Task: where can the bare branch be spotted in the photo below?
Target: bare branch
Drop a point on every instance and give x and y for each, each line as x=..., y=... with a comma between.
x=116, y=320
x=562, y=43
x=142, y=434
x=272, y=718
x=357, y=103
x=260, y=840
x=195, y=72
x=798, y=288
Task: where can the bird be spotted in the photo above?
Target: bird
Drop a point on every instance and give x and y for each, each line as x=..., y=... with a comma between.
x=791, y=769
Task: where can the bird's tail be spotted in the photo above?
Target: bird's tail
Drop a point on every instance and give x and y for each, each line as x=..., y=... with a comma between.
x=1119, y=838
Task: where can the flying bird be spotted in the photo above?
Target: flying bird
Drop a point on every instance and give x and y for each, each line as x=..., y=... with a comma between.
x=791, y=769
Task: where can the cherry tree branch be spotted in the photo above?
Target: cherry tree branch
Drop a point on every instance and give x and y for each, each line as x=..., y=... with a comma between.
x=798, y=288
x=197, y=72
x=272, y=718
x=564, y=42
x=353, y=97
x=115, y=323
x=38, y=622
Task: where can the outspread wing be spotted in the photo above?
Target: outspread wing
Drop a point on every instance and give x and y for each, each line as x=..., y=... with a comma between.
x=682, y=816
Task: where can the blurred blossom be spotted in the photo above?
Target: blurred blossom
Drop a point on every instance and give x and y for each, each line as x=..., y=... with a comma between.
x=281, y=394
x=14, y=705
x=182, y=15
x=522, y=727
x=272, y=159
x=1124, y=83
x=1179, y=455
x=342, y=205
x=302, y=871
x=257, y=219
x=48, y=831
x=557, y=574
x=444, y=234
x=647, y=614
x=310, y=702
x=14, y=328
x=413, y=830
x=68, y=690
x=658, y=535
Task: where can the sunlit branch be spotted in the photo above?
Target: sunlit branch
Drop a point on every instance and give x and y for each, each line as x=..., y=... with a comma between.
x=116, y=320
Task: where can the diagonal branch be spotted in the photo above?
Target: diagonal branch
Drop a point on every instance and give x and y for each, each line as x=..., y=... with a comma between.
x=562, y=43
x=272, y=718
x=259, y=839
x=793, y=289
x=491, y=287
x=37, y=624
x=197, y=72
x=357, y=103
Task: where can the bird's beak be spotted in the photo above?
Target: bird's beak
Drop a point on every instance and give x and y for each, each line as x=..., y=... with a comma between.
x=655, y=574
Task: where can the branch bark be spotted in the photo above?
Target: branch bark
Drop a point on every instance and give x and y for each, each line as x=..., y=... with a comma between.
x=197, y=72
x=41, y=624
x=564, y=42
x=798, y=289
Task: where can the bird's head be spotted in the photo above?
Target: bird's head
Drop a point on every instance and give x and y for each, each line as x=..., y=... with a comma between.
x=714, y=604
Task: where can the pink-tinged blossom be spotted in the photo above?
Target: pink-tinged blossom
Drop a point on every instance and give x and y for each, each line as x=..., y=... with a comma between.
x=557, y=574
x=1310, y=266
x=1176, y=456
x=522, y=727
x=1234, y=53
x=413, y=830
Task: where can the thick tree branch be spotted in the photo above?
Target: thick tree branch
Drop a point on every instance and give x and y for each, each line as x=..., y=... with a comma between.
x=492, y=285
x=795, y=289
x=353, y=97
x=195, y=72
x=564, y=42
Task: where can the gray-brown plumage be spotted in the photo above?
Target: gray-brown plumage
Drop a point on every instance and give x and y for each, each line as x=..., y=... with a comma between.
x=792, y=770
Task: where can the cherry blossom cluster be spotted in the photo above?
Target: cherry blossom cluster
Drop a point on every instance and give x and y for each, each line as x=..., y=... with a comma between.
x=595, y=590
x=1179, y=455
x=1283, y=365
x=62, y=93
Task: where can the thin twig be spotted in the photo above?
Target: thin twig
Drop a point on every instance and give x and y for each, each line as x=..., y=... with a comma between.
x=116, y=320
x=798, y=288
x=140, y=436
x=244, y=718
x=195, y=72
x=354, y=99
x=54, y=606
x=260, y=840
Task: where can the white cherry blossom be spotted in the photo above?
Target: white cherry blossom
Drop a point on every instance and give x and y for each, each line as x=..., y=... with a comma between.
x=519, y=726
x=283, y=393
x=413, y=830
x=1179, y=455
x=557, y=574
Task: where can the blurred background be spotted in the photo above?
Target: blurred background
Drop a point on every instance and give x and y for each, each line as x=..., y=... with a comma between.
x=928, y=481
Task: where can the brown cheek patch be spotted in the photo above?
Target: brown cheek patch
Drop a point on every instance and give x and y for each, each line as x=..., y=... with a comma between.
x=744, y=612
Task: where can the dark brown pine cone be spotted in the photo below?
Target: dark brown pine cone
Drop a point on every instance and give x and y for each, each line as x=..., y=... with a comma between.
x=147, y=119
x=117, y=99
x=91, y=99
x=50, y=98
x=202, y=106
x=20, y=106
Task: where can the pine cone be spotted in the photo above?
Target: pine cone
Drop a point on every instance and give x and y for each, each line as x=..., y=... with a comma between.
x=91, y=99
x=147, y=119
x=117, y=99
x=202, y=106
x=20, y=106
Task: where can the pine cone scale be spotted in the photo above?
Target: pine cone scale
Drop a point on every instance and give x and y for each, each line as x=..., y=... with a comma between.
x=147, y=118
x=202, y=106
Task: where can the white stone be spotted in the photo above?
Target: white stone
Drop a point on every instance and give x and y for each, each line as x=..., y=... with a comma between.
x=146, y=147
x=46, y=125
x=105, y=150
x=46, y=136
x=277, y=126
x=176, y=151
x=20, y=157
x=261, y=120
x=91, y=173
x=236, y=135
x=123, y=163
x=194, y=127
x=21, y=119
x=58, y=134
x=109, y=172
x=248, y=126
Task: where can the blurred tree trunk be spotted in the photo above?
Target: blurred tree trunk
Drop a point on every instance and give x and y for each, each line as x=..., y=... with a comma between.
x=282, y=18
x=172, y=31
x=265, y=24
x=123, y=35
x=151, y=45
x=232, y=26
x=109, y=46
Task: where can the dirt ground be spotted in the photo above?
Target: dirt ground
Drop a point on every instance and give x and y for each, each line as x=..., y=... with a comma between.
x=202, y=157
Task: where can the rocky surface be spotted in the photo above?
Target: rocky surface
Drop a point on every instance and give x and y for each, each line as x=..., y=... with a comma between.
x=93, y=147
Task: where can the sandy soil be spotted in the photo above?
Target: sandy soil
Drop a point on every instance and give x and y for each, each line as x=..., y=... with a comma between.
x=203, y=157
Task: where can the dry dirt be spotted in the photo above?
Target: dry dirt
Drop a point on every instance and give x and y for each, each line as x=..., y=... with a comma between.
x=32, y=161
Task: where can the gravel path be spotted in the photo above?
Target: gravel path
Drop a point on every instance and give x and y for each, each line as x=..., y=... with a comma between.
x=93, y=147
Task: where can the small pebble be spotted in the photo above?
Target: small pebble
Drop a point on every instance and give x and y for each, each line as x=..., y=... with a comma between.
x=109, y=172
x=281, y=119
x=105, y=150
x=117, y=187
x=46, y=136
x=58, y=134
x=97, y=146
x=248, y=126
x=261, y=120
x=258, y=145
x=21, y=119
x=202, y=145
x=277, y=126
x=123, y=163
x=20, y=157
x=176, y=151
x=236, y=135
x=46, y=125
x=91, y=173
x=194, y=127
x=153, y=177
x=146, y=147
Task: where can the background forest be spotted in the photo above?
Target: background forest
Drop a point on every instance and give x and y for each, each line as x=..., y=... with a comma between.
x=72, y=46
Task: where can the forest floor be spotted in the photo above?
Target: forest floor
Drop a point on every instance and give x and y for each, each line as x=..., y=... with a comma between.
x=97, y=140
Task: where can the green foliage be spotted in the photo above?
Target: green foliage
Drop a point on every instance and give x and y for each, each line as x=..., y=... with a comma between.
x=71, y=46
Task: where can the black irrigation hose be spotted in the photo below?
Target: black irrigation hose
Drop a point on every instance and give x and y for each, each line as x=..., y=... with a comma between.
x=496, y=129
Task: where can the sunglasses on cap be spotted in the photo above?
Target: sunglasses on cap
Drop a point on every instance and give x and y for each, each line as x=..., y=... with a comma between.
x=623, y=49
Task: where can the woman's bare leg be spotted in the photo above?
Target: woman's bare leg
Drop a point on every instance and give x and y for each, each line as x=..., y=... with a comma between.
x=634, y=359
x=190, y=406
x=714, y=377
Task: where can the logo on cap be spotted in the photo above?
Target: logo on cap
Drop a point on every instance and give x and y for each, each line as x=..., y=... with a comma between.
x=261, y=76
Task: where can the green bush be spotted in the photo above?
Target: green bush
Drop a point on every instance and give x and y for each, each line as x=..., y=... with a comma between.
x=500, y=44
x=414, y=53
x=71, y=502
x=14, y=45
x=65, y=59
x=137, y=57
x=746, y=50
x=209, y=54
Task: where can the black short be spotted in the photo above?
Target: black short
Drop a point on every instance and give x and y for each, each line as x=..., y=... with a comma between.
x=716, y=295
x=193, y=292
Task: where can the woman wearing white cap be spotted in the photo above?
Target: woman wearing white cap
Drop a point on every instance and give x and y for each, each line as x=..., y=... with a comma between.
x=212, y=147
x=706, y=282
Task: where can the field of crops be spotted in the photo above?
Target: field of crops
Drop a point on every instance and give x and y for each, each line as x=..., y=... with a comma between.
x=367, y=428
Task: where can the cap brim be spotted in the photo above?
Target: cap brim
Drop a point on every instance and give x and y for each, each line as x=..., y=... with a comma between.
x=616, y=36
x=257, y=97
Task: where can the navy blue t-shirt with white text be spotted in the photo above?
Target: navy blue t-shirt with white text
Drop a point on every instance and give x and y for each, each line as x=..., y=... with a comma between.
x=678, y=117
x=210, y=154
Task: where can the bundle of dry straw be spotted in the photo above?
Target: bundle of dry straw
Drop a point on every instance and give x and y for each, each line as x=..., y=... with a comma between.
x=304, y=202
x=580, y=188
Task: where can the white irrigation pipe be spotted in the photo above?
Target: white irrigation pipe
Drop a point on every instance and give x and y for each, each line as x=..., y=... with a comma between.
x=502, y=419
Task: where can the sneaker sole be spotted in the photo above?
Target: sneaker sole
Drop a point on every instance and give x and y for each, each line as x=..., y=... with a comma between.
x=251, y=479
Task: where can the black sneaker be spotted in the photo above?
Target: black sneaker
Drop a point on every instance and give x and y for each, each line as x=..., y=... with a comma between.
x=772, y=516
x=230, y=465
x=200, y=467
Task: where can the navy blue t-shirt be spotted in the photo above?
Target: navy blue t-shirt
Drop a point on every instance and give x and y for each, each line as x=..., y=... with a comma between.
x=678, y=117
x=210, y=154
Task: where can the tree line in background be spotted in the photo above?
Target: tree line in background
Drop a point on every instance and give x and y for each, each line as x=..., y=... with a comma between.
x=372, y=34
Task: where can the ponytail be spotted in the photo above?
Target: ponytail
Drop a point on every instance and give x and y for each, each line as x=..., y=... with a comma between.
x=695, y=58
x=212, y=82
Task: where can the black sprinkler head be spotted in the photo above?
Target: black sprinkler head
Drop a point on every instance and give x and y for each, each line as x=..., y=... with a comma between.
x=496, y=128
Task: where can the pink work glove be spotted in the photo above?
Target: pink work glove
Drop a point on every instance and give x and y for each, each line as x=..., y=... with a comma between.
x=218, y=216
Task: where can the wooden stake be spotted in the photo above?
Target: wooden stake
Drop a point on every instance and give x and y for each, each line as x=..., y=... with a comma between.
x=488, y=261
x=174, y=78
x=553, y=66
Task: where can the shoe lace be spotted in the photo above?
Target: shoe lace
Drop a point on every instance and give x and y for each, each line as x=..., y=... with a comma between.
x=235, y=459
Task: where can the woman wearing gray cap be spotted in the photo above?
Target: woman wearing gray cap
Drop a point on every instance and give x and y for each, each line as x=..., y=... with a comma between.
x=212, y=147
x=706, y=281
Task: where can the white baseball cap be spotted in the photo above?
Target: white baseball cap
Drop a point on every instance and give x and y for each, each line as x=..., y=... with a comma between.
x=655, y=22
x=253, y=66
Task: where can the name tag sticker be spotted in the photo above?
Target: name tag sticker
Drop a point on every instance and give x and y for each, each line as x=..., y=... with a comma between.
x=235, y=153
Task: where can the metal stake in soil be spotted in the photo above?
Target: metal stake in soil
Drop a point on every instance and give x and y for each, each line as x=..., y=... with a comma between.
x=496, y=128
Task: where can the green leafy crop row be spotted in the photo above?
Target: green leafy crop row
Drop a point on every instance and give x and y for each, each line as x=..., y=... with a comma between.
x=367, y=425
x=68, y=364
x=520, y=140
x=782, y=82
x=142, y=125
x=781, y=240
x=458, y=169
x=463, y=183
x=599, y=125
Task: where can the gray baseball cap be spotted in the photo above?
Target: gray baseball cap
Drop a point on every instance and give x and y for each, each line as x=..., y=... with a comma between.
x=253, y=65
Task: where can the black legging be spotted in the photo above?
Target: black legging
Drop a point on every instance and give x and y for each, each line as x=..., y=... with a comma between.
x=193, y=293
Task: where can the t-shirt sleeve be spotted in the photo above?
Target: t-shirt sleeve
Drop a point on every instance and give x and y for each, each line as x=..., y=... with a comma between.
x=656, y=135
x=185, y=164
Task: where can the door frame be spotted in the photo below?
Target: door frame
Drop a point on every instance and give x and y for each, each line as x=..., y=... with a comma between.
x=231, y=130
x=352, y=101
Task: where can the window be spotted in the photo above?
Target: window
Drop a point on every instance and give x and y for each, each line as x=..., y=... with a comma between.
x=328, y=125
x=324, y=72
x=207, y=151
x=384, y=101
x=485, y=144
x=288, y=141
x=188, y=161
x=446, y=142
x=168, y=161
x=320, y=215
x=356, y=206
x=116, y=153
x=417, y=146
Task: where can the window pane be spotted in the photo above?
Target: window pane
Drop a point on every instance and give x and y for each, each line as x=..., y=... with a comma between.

━━━

▶ _Task requirements_: Please print, unchanged, the lines from the one holding "Task: where can the name" through the last line of the listing above, including both and omitting the rest.

▶ _Expected answer_:
Task: where can the name tag sticker be spotted in the photo above?
Target: name tag sticker
Drop a point on every instance and give x and y for each, each line as x=..., y=... with a comma between.
x=235, y=153
Task: where can the metal stake in soil be spotted in the photo above?
Target: metal stake in soil
Drop a point on every instance and give x and y for each, each line as x=..., y=... with a comma between.
x=496, y=128
Task: where can the green leafy crop row be spotted in the photo above?
Target: green leafy crop row
Drop a point on every instance and give x and y for each, each line as x=..., y=... with a comma between.
x=367, y=425
x=68, y=364
x=520, y=140
x=782, y=82
x=142, y=125
x=781, y=240
x=458, y=169
x=463, y=183
x=599, y=125
Task: where can the gray baseball cap be spotted in the photo above?
Target: gray baseball cap
Drop a point on every instance and give x and y for each, each line as x=..., y=... with a comma between.
x=253, y=65
Task: where can the black legging be spotted in the photo above?
Target: black legging
Drop a point on every instance and give x and y for each, each line as x=..., y=... with a comma between.
x=193, y=293
Task: where can the t-shirt sleeve be spotted in the photo above?
Target: t-shirt sleeve
Drop a point on every instance and give x and y for each, each line as x=..., y=... with a comma between.
x=656, y=135
x=185, y=164
Task: where can the door frame be spotted in the photo below?
Target: door frame
Drop a point on every instance and give x and y for each, each line as x=..., y=... with a comma between.
x=231, y=130
x=352, y=101
Task: where can the window be spotted in the photo above?
Target: window
Drop a point on every instance and give x and y for each, each line as x=..., y=... with a comma between.
x=328, y=125
x=324, y=72
x=207, y=151
x=384, y=101
x=485, y=144
x=288, y=141
x=188, y=161
x=446, y=142
x=168, y=161
x=320, y=215
x=356, y=206
x=116, y=153
x=417, y=146
Task: where can the window pane be spotted in the photo above?
Target: window pane
Drop a point on every instance and give x and y for each, each line as x=..., y=... with a comma between.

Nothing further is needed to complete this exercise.